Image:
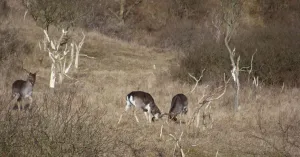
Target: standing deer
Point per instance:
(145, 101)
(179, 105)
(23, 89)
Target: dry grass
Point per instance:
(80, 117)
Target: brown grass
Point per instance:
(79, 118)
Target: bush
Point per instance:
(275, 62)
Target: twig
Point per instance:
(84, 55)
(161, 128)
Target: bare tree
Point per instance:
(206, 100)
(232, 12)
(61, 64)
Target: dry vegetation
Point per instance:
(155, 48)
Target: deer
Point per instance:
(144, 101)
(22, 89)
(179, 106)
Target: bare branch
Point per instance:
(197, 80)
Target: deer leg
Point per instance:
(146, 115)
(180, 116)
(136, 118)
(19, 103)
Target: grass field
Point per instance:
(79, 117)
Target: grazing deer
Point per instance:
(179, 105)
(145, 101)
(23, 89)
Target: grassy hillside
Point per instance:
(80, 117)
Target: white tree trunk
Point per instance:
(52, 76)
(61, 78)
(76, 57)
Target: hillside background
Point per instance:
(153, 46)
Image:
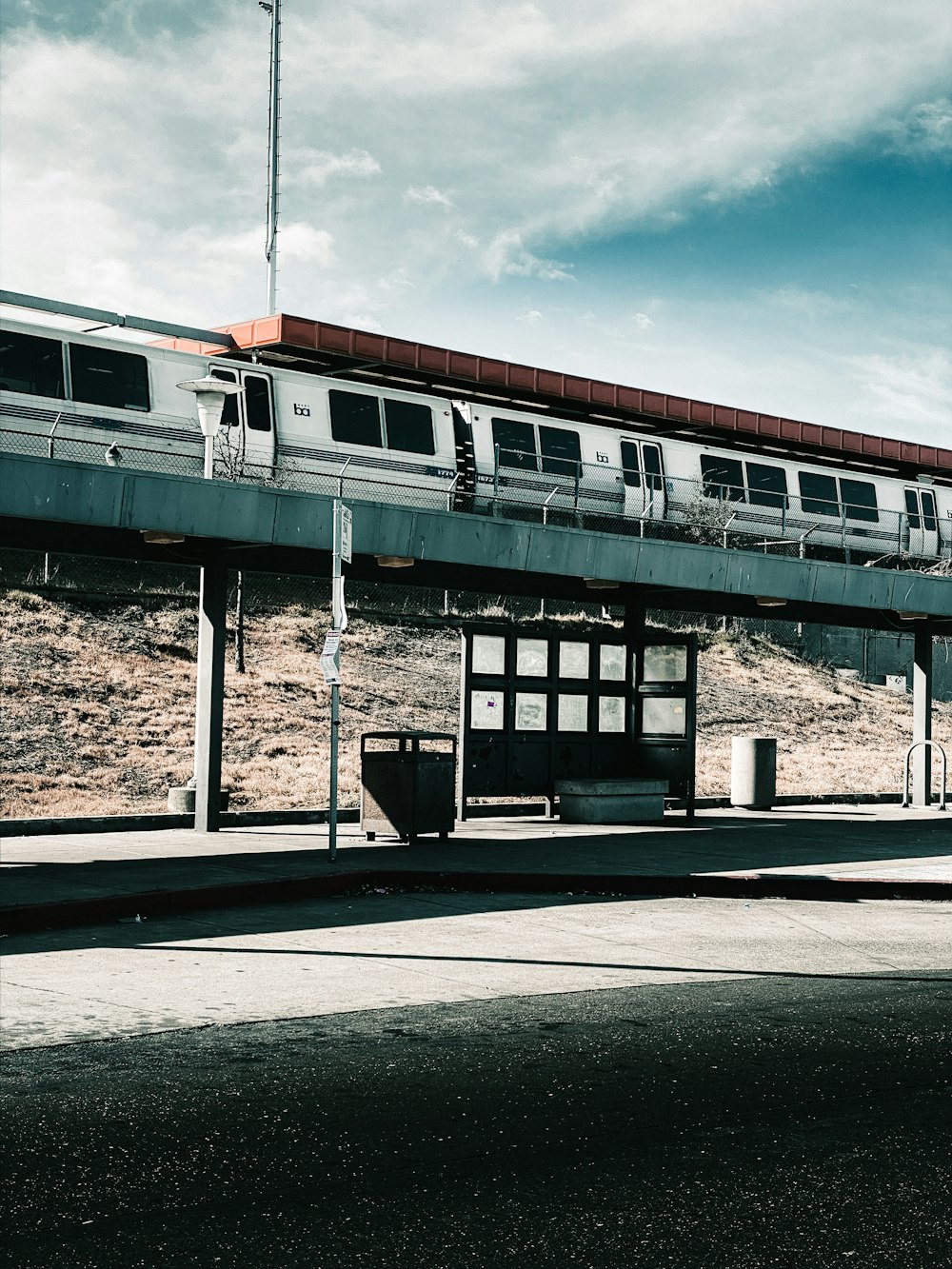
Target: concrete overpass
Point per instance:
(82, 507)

====

Begin with the line holding "Target: dry grass" and end with the last line of the listing. Reproduce each of those lines exactly, and leave every picture out.

Target: dry grass
Point per instance:
(80, 117)
Target: brown grass
Point per instance:
(79, 118)
Target: bush
Point per instance:
(275, 62)
Target: twig
Point per instance:
(84, 55)
(161, 128)
Target: bare tree
Point per instance:
(206, 100)
(232, 12)
(61, 64)
Target: dry vegetation
Point per instance:
(155, 48)
Target: deer
Point per instance:
(144, 101)
(22, 89)
(179, 106)
Target: bare branch
Point per instance:
(197, 80)
Target: deer leg
Point per instance:
(146, 115)
(180, 116)
(136, 118)
(19, 103)
Target: grass field
Point per instance:
(79, 117)
Target: grazing deer
Point per instance:
(179, 105)
(145, 101)
(23, 89)
Target: grassy hillside
Point per instance:
(80, 117)
Target: white tree trunk
Point per instance:
(52, 76)
(61, 78)
(76, 57)
Target: hillside background
Point per instance:
(153, 46)
Image:
Target: concrete overpass
Point per instance:
(82, 507)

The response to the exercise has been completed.